### EXERCISE INPUT

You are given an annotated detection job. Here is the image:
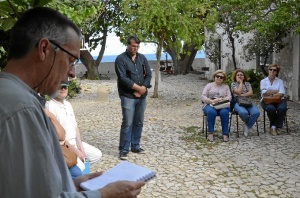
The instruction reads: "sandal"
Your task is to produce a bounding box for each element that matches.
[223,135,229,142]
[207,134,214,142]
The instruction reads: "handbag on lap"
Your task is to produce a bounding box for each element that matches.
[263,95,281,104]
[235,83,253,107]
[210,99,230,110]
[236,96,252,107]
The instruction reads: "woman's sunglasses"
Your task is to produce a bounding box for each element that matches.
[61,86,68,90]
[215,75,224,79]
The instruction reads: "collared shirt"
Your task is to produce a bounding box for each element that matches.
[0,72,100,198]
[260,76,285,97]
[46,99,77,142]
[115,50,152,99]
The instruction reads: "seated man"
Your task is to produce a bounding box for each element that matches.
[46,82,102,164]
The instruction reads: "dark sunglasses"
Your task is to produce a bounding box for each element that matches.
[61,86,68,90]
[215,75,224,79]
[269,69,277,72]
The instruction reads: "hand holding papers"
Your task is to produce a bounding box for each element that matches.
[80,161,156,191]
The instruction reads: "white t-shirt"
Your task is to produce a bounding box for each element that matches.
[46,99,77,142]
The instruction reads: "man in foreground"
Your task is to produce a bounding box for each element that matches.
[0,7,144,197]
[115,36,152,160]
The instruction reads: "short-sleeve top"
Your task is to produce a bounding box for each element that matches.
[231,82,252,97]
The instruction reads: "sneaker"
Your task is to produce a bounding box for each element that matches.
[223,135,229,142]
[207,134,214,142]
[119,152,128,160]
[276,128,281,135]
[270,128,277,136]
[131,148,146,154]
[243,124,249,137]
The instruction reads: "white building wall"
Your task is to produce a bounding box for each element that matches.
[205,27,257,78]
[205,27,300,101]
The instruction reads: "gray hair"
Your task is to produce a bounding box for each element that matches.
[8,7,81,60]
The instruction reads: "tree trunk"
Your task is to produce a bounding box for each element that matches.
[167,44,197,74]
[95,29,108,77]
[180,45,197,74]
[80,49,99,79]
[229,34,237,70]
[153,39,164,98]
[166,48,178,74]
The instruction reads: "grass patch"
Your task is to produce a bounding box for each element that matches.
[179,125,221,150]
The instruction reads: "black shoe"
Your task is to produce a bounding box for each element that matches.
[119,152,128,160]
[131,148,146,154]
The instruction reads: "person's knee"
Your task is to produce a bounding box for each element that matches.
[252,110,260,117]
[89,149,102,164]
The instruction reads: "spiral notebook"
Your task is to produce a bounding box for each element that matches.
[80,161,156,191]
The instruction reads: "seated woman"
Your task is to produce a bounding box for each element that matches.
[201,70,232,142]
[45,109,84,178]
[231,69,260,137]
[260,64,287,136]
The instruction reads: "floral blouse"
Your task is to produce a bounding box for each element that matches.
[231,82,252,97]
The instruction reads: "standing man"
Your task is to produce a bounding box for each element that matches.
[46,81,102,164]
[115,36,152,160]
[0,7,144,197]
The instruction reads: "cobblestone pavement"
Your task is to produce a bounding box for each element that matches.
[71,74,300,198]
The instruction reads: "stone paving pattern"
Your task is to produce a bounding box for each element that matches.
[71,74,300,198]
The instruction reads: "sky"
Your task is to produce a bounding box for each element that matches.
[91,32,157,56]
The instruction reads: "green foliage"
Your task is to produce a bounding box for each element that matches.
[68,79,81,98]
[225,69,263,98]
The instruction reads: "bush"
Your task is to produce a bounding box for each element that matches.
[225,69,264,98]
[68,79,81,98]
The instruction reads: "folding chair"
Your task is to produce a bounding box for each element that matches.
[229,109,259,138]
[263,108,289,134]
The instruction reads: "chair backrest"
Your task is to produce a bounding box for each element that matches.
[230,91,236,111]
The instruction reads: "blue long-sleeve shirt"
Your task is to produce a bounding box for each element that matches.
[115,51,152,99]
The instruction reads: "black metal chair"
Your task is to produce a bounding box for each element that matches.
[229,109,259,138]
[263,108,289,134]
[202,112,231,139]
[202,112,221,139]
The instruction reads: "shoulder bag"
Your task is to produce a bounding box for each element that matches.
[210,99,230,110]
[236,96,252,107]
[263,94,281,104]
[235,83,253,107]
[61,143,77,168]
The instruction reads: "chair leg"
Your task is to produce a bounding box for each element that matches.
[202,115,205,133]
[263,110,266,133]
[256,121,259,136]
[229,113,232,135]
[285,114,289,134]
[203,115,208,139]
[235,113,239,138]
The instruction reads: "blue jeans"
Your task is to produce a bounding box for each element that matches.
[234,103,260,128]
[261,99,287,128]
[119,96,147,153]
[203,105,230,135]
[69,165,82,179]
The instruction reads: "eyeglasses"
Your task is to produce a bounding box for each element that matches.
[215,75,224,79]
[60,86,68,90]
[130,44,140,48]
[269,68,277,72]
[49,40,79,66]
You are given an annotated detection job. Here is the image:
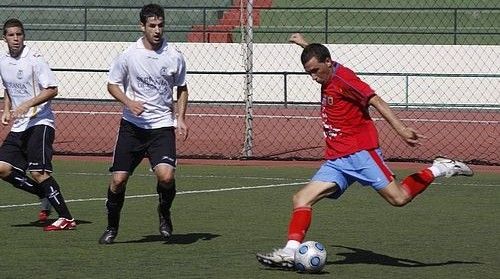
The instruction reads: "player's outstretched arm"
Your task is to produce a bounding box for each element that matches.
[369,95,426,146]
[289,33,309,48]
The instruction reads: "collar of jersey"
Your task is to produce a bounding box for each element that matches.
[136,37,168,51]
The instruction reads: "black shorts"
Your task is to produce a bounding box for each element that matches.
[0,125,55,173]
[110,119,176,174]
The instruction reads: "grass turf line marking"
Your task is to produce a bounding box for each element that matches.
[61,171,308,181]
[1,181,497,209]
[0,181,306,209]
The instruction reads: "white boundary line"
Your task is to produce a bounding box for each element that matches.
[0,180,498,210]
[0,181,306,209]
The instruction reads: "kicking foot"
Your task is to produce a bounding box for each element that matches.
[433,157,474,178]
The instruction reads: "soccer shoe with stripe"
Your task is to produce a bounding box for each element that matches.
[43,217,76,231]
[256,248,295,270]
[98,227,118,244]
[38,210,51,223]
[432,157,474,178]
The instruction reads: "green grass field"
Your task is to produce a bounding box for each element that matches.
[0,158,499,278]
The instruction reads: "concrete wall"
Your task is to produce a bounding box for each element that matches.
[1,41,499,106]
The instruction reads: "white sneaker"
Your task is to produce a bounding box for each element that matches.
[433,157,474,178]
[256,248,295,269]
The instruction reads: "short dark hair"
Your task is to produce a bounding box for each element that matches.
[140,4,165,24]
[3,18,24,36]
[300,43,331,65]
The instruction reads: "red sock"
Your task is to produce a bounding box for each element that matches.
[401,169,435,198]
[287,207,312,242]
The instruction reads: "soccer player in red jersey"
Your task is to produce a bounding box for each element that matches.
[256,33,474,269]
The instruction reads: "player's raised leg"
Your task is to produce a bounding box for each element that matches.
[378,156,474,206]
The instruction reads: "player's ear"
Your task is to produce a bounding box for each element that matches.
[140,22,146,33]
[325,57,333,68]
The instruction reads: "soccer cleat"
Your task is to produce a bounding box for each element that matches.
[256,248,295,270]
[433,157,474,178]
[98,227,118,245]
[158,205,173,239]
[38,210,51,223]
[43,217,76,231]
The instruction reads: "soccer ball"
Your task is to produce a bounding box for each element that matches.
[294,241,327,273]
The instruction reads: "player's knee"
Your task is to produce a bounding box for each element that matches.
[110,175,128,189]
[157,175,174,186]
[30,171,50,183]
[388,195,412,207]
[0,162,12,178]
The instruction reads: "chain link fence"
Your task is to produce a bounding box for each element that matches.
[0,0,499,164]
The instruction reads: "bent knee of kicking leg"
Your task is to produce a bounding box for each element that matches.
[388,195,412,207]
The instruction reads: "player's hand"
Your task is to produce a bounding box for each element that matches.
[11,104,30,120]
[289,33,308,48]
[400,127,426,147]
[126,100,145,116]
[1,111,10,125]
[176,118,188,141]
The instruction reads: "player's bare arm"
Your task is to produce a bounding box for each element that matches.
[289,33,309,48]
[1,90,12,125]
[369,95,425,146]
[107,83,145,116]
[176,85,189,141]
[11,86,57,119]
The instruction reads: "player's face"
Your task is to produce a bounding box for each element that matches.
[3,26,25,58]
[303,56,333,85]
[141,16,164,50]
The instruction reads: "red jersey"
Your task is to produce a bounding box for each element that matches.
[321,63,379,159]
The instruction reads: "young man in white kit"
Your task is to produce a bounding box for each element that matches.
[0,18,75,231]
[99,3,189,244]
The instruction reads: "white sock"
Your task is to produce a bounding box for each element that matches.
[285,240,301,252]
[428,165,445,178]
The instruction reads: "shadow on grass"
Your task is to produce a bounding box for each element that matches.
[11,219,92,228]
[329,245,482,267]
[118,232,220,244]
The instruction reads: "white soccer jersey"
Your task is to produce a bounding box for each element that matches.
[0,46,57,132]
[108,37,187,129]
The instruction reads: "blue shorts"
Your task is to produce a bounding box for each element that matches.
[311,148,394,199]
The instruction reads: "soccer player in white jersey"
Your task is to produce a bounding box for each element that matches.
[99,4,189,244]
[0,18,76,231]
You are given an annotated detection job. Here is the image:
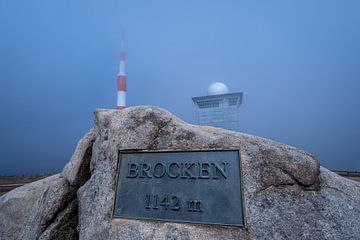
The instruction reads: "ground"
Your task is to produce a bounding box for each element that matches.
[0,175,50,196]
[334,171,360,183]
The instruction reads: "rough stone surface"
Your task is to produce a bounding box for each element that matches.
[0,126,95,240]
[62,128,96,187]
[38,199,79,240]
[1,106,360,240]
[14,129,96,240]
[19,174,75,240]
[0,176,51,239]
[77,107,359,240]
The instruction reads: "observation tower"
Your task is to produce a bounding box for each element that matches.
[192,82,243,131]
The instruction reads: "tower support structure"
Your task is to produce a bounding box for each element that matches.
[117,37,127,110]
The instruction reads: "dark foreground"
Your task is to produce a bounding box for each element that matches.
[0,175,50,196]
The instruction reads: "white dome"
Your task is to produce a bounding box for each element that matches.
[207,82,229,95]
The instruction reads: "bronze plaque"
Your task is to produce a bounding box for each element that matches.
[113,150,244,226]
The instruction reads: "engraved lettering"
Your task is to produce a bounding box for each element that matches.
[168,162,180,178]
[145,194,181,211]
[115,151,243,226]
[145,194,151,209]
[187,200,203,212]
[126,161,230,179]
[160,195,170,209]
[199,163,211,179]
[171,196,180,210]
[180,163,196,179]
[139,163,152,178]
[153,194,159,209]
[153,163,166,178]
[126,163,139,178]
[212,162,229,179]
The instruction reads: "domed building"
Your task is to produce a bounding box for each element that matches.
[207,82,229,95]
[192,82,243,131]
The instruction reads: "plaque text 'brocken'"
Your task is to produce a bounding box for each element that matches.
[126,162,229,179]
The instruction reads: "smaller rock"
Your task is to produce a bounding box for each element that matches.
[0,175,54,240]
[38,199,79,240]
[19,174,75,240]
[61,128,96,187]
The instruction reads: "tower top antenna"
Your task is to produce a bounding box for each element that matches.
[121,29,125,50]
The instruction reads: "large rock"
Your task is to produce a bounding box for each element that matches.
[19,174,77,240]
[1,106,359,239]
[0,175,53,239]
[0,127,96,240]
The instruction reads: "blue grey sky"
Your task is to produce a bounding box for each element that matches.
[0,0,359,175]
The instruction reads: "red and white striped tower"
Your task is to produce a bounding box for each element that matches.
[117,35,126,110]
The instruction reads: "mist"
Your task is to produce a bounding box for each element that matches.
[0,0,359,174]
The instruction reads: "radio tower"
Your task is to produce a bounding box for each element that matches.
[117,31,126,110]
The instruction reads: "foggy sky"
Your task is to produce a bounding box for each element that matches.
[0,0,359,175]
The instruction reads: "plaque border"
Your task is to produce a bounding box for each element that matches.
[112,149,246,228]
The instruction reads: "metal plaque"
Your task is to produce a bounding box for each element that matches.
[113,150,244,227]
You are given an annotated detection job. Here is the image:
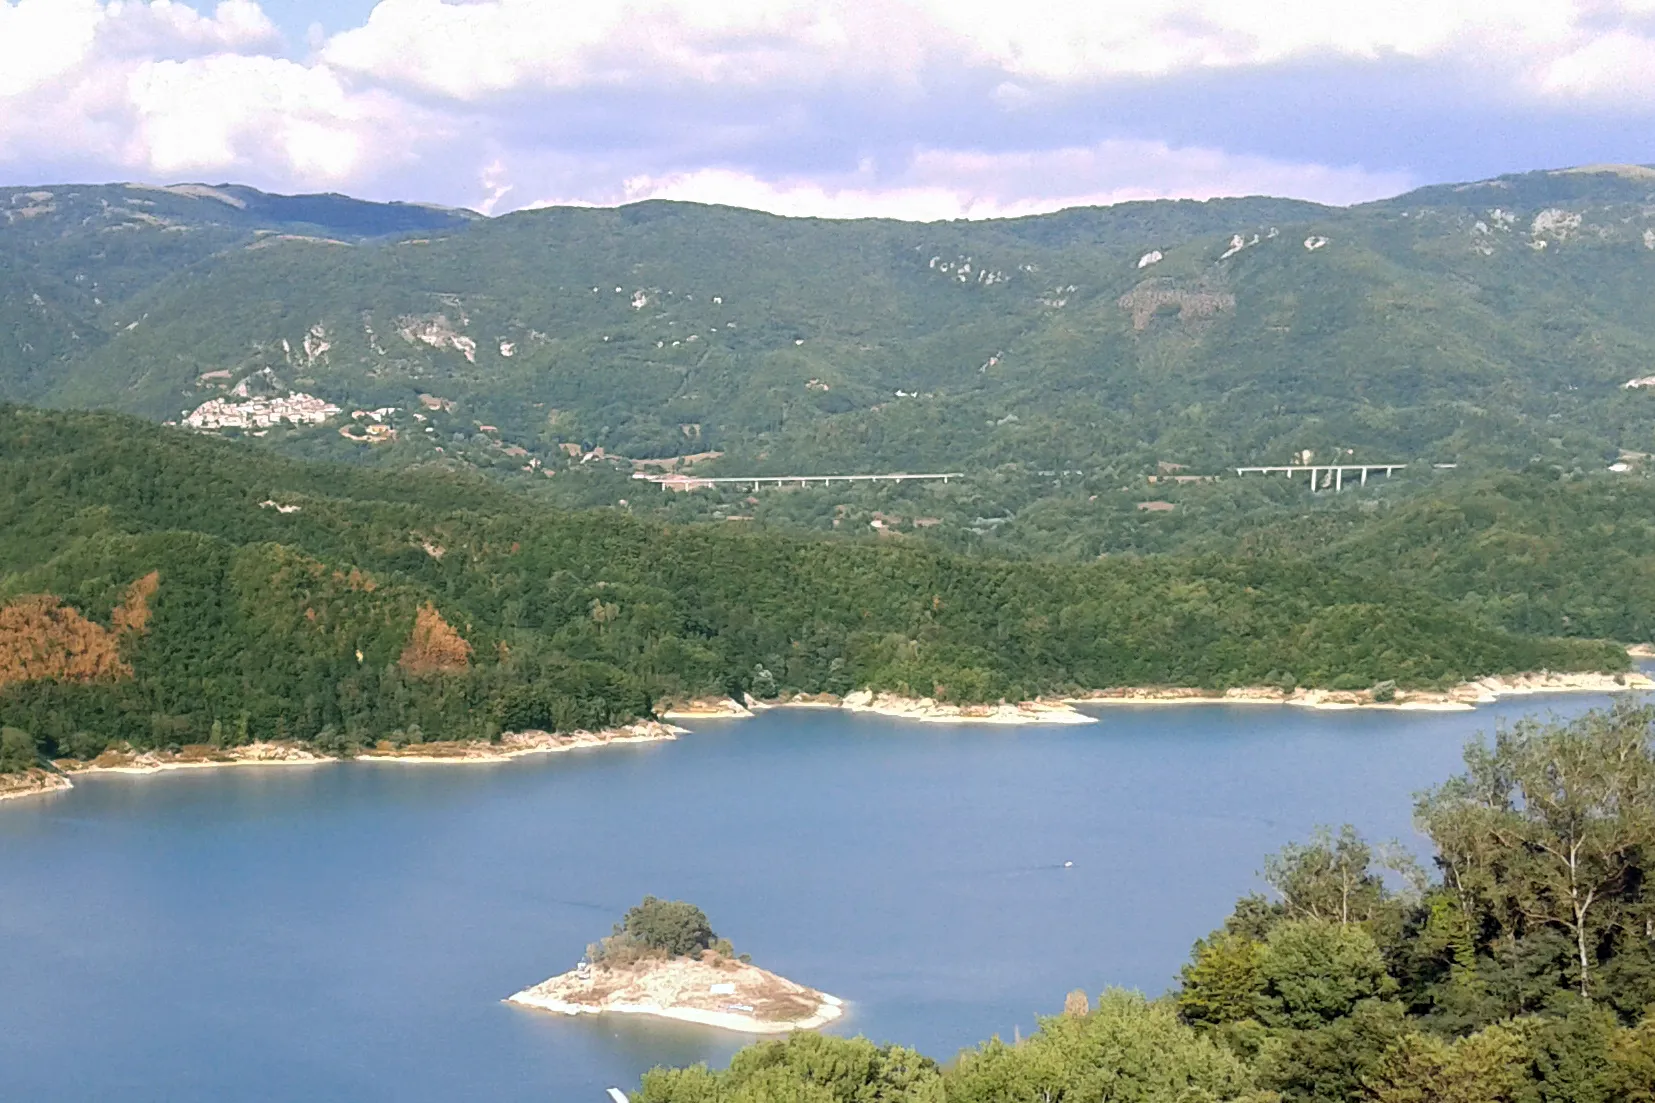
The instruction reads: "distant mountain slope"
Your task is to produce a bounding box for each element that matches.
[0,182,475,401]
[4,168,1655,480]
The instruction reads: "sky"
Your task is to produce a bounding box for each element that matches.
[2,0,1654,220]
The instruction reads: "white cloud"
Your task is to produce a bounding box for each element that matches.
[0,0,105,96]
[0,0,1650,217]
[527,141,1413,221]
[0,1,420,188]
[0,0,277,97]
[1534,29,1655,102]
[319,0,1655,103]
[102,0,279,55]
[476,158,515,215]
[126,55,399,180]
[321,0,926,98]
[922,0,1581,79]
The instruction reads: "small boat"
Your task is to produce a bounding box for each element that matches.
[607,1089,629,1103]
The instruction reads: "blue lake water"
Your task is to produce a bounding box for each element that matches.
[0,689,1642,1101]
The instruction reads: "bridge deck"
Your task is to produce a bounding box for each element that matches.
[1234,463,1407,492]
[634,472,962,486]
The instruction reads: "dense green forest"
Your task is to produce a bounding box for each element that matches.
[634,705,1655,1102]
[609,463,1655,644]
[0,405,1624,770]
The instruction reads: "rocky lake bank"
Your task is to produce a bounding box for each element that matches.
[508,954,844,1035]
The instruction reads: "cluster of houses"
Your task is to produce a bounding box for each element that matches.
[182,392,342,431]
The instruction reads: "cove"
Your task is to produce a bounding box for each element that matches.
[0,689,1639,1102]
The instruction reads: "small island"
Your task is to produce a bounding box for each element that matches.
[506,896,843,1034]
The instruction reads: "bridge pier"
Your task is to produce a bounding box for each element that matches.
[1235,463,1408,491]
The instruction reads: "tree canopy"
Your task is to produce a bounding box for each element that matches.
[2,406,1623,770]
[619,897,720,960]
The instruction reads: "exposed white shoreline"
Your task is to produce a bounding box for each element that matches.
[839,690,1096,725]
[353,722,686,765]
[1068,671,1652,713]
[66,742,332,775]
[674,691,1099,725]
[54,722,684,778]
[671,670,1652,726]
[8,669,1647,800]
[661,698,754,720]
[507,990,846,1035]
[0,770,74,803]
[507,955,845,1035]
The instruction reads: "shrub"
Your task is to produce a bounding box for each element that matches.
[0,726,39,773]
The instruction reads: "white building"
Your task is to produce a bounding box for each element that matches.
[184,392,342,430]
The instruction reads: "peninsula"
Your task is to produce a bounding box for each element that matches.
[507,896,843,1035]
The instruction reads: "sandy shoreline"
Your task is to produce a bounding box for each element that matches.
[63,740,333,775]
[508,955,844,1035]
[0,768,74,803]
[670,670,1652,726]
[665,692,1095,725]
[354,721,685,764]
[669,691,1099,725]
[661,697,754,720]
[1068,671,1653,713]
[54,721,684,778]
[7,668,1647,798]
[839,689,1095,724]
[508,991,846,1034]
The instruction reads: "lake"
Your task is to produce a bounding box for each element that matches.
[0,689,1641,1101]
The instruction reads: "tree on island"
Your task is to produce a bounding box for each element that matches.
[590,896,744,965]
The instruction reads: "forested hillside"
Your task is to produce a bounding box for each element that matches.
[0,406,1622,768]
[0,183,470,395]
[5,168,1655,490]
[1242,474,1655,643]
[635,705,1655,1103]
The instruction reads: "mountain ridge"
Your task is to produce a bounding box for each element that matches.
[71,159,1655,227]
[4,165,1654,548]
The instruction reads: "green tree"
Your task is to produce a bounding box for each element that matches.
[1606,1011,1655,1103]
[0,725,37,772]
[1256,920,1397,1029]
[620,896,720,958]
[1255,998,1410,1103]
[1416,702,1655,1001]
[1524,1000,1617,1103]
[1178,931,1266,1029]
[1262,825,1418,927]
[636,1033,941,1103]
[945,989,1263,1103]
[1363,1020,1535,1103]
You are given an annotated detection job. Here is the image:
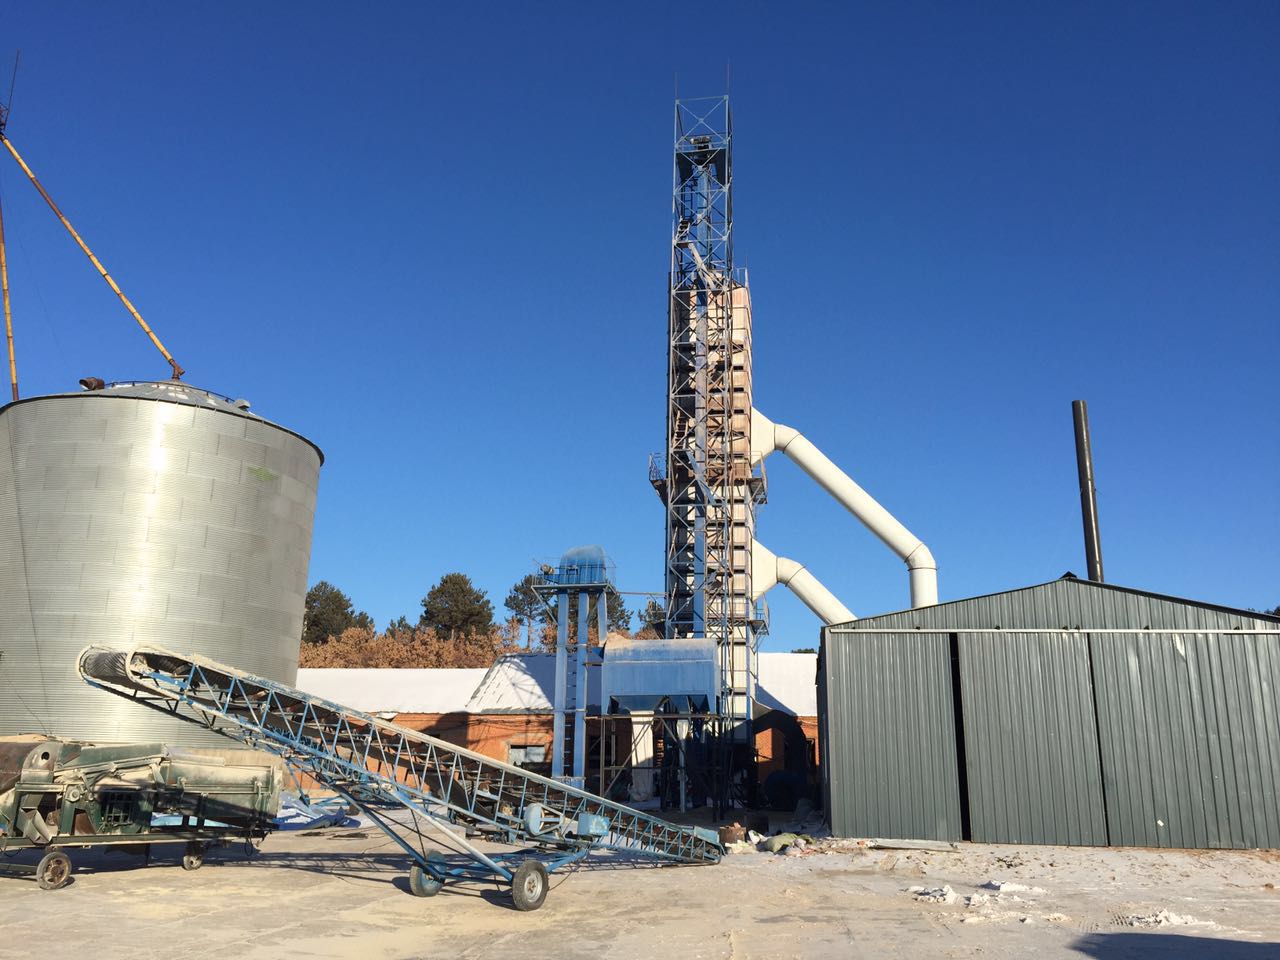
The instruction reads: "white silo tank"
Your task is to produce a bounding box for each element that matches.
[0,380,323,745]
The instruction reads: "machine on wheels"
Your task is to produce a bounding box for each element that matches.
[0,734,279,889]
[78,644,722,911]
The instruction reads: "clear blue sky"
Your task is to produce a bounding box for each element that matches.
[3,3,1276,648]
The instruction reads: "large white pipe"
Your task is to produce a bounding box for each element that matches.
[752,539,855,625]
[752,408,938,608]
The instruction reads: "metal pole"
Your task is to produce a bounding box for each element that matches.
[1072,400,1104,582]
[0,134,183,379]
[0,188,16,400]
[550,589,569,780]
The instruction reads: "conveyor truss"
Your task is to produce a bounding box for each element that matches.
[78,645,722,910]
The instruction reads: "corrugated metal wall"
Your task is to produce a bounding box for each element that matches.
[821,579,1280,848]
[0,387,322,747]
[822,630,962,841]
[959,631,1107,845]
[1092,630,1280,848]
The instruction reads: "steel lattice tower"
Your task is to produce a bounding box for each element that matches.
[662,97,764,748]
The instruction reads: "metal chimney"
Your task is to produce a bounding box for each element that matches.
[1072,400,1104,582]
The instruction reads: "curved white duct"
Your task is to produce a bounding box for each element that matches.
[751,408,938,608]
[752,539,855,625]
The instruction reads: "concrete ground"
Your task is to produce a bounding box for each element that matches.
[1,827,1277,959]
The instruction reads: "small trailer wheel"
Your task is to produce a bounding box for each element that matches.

######

* _ABOUT THIS EXERCISE_: The word to look for is "sneaker"; copy out every line of the entries that holds it.

* _RESPONSE_:
The instruction reads: "sneaker"
The instruction reads: "white sneaker"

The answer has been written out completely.